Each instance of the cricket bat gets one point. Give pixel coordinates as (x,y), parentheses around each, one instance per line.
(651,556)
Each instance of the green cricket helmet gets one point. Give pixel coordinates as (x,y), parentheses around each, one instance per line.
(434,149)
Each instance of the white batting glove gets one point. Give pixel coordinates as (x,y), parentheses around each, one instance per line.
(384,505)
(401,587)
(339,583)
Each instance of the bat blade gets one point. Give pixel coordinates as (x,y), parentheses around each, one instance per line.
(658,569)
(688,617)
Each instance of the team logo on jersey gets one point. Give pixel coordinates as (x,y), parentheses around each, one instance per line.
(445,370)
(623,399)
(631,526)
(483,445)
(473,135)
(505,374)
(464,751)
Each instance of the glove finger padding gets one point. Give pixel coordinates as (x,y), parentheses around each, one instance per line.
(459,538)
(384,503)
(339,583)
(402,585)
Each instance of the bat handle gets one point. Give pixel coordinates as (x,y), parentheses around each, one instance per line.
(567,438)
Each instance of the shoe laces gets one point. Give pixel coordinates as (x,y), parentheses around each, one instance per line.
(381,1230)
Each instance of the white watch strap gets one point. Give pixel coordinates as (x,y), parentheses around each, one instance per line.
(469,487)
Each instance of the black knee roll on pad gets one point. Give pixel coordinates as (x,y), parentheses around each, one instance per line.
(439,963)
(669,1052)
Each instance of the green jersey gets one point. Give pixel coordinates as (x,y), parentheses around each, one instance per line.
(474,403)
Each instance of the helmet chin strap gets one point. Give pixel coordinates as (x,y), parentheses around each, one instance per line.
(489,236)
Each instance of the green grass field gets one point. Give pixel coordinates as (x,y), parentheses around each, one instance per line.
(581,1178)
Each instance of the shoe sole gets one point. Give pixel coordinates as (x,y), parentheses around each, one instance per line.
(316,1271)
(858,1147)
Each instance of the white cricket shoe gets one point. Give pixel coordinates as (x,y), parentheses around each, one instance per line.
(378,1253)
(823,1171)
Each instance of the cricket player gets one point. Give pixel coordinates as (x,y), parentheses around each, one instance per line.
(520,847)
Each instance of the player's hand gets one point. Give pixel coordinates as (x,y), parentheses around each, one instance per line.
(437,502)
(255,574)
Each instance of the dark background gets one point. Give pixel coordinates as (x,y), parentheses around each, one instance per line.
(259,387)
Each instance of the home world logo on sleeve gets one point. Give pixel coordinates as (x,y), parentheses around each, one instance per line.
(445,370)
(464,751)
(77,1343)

■ ■ ■ ■

Copy out all of the records above, putting "point positions" wherever "pixel coordinates" appears and leaving everything else unchanged.

Each instance of the cricket bat gets one point. Give point positions as (x,y), parentheses around each, one instance per line.
(651,556)
Each instance of the green cricket helmet gets one point. Give point positions as (x,y), parentheses around each, one instance per line.
(434,149)
Each instance of the white batting glove gets one point. Give point positions as (x,y), parentheses around each, one instance per line.
(384,505)
(401,587)
(339,583)
Each instance of the bat blade gets one point. Give point positions as (x,y), parentheses around each, one instance per line.
(658,569)
(688,617)
Each instance of the team logo on jersey gets one point. Give point positions as (x,y), parentheses around each, one instance per line.
(445,370)
(623,399)
(631,526)
(483,445)
(473,135)
(505,374)
(464,751)
Each instance of the glove finger padding gets one point. Give point positions as (x,y), parentheses around each, one instance per line.
(459,538)
(384,503)
(339,583)
(402,585)
Each instance of the bat handle gets one point. Give point positions as (x,y), parentheses around each, one instance per line.
(567,438)
Each instance of the shoe laces gets one point. Give point positions as (x,y), parentheses around each, one instance per line.
(381,1230)
Each instance of the white watch strap gets one point. Give point positions as (x,y), parentheses around each, one instance per line.
(469,487)
Each instance of the black knee roll on pad gets one point. Give point positions as (x,y), parentheses around each, one instance per line.
(439,963)
(669,1052)
Each instance of the green jersey gets one point. Give point positions as (x,y), parentheses around each, one instance per line.
(474,403)
Each instance of the helmet chin strap gets one point. Give point positions as (x,y), parentheses around each, one instance per line.
(489,236)
Each instance of the green grass field gets one point. Give point positions as (x,y), parentheses around each, one instance per line.
(581,1178)
Each instance of the shoe sole gets one point. Give point positions as (x,y), parentheses around each, one instance per line.
(316,1271)
(858,1147)
Each instance of the white cricket shoe gets one point. Give point positions as (x,y), parentheses around each, one instance per line.
(378,1253)
(823,1171)
Each instance of the cricket player gets one point. Give point positions as (x,y), parentheses around each, one instance per line.
(520,847)
Each instance of the player's hand gets one point. Give point positions as (x,y), parentheses around each, one instance per line.
(437,502)
(255,574)
Each instance of the dark background gets one point. Give point positions as (x,y), parentheses around each, one instance per line.
(259,387)
Each instance of the home world logo on sleeve gets one point. Give point positions as (x,y), parentheses around each, one instance per line.
(445,370)
(464,751)
(77,1343)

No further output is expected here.